EXERCISE INSTRUCTIONS: Put all of the following data into a numbered list with one line per item, dropping any blank lines. Leave the pictures out of your answer.

---- MATERIAL PROVIDED

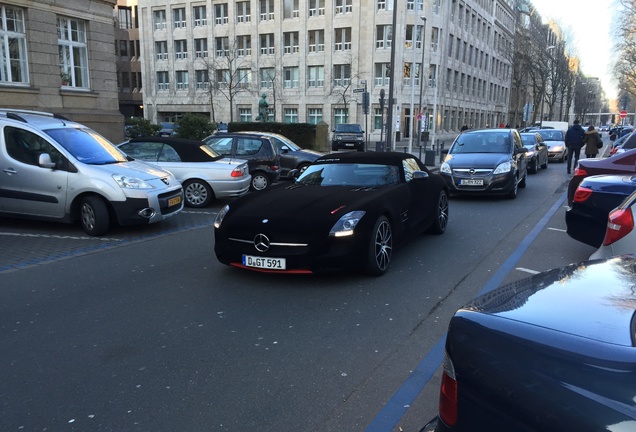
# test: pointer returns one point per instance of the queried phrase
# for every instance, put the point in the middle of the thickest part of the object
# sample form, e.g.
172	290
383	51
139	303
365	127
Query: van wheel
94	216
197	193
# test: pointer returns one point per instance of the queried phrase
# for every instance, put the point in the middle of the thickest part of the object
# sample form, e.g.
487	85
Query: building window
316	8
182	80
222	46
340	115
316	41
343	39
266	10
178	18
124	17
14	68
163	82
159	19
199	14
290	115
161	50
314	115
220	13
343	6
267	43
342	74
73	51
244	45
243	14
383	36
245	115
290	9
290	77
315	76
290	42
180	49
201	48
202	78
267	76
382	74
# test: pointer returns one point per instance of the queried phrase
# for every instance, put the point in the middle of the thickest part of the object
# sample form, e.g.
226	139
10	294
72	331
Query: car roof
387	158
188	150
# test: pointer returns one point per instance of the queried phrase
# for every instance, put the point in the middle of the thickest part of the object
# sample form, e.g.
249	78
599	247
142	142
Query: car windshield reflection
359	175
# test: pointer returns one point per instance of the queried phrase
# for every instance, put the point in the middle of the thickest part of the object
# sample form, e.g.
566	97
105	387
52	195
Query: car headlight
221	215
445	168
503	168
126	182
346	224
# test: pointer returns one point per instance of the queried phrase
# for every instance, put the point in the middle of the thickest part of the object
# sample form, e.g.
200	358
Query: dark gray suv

--------

OUTPUT BELOW:
1. # test: pointer returns one point per instance of the queried phrase
2. # for every instance, put the point in the middle of the thickest part of the object
3. # sample form, e.g.
4. 172	290
5. 383	51
6. 139	303
7. 365	127
8. Query: van wheel
9. 94	216
10. 197	193
11. # test: pointer returns one point per instance of the queried phrase
12. # for every instance, put the point in the middle of the thickest part of the object
13. # sample form, e.g.
14. 487	85
15. Query: building window
16. 316	8
17. 182	80
18. 222	46
19. 340	115
20. 316	41
21. 343	39
22. 266	10
23. 178	18
24. 124	17
25. 14	68
26. 163	82
27. 159	19
28. 199	14
29. 290	115
30. 161	50
31. 314	115
32. 220	13
33. 343	6
34. 267	43
35. 342	74
36. 73	51
37. 244	45
38. 243	14
39. 383	36
40. 245	115
41. 290	9
42. 290	77
43. 315	76
44. 290	42
45. 180	49
46. 201	48
47. 202	78
48. 267	76
49. 382	74
50. # test: pointer returns one point per instance of the queried phrase
51. # for every instance, put the point in the middle of the thickest part of the object
52. # sample form, e.g.
53. 226	139
54. 10	294
55. 72	331
56. Query: car roof
57. 387	158
58. 188	150
59. # test: pointer returns one point per instance of the queried phrase
60. # for every instance, put the point in the middle of the thickest part of the object
61. # sample form, e.g.
62. 249	78
63. 599	247
64. 142	142
65. Query: car windshield reflection
66. 359	175
67. # test: pointer returns one point per instance of the queried phrase
68. # for every instance, put the point in the middle of the thickest part of the object
69. # sample form, e.g.
70. 566	97
71. 105	387
72. 52	195
73. Query: car headlight
74. 221	215
75. 445	168
76. 503	168
77. 126	182
78. 346	224
79. # test: pointer returns one point per instance of the queried phrase
80. # for every instance, put the point in the middle of the thickest part of the object
81. # sample form, e.g.
82. 200	358
83. Query: dark gray suv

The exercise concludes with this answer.